Many of these attacks have been unjustified from an objective standpoint, although, like Christine Blasey Ford, they have garnered the support of like-minded social predators with resentment in their arsenals.

Some have been unsuccessful, as with the Duke lacrosse debacle, but in their failure have established fearful precedents and a motive for others to keep attacking. And yet the right to defend ourselves remains.

It is enshrined in the 5th and 14th Amendments of the Constitution. It is codified in the laws against slander and defamation. It is even present, albeit severely weakened, in the wilds of social media.

But it exists, and no one should be penalized for exercising it in the moments when someone with a grudge comes for us, rhetorical weapons blazing.

I was reminded of this the other day when a friend I’ve only met through Twitter made an innocuous comment about women and their obsession with cellphones in public spaces.

He was doxed and ridiculed. They tried to get him fired from his teaching job and made life a general hell for the hummingbird spin cycle in the virtual universe.

Seeing what happened to Steve reminded me of what happened to my friend Stu Bykofsky.

“Byko” is a legendary literary presence in the Philadelphia region, having chronicled the events and characters of this city and its suburbs for almost a half century.

He started out and will always be associated with the Philadelphia Daily News, but also wrote for the sister Inquirer after a merger of sorts occurred.

Before I go any further, a disclaimer: I also wrote for the Daily News/Inquirer for almost two decades, not nearly as long as Stu but long enough to create my own following of lovers and haters.

I left the papers, not of my own will, but because an editor who is no longer there and who once jokingly said she’d love to strangle me because of my pro life views, didn’t like the way that I defended myself in emails to readers.

You might know that kind of reader, the ones who suggest that you are a sexist, a bigot, a racist, and oh, maybe someone should sexually assault you so you’d understand how victims truly feel.

I responded with some salty observations of my own, which did not sit well with the editors. So I’m not exactly an unbiased observer.

But what I went through is nothing compared to what Stu endured.

At his going away party in 2019 — a party that he really didn’t want but was forced upon him by colleagues — Inga Saffron, the Pulitzer Prize-winning architecture critic at the Inquirer accused him of having a “taste” for child prostitutes in Thailand. Inga got this “scoop” about Stu’s alleged extracurricular activities from a 2011 column he’d written about a trip he took to Thailand.

◆ Work request 1:
Answer these questions from the column:
(a) Which two Amendments of the Constitution does the column say enshrine the right to defend ourselves?
(b) For about how long does the column say Stu Bykofsky chronicled the events and characters of the Philadelphia region?
(c) In what year was Stu Bykofsky's going-away party held?
◆ Work request 2:
Pick up the column about Stu Bykofsky after its last sentence and keep writing it in the same voice.
The stored data entries play no part in this work.

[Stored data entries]
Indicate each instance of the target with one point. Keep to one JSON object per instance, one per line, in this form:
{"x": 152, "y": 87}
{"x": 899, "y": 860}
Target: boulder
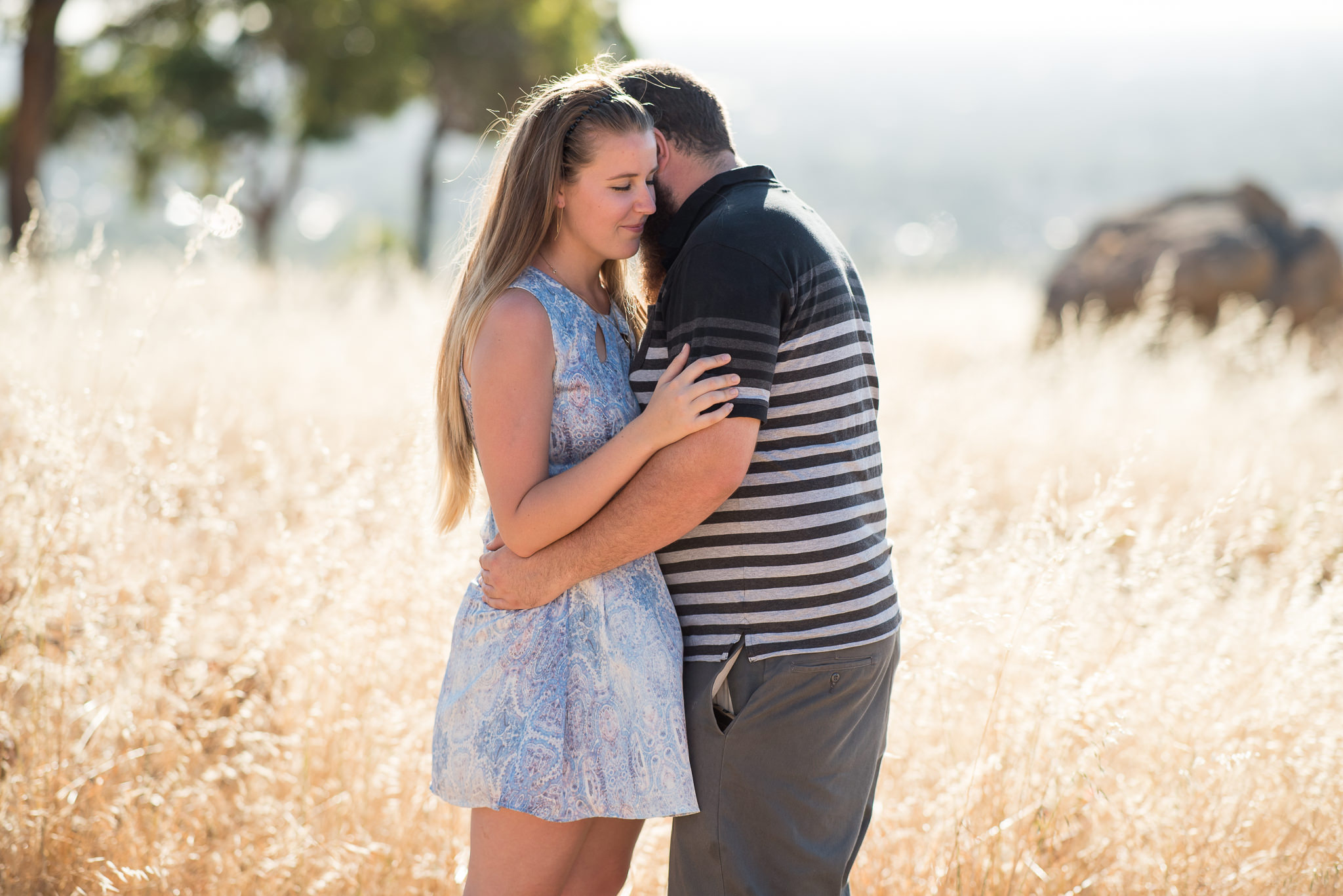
{"x": 1217, "y": 242}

◆ Written response 1:
(a) The 5th and 14th Amendments.
(b) Almost a half century.
(c) 2019.

◆ Written response 2:
I’ve read the column, and nothing in it would give anyone the idea he was guilty of that most shocking, and criminal, of acts.

She later admitted to an ongoing grudge with Stu, in large part because of their disagreement over bicyclists in the city.

Stu was shocked, as was I.

I remember standing there at the party and thinking that this was an “Alice in Wonderland” moment, and waited for someone in the newsroom to stop the verbal assault. No one did.

Stu had taken a buyout from the company, on the condition that he not “disparage” the paper to third parties. When, however, a video of the party and a story was published online by Philadelphia magazine, and the full horror of the defamation went public, Bykofsky sued to repair his reputation.

The Inquirer then did something so unprecedented that it should receive a Pulitzer for innovation: a newspaper trashing the First Amendment. It sued Stu, and sought a return of his retirement package.

The sheer chutzpah of a newspaper suing someone because of speech it doesn’t like is without precedent. Literally, I’ve looked through the annals of First Amendment jurisprudence, and I couldn’t find any examples of the Fourth Estate suing to shut someone up.

The lawsuit is still pending, by the way.

This is not just a simple contractual issue. To my mind, this is a dangerous attempt at punishing someone for defending his reputation.

We all have to deal with blowback in this hostile age. The toxic mix of partisanship, anonymity and grievance has made us vulnerable to unfair attacks.

But the idea that a newspaper would join in the attacks is astonishing, troubling and dangerous. To quote a great defender of free speech, attention must be paid.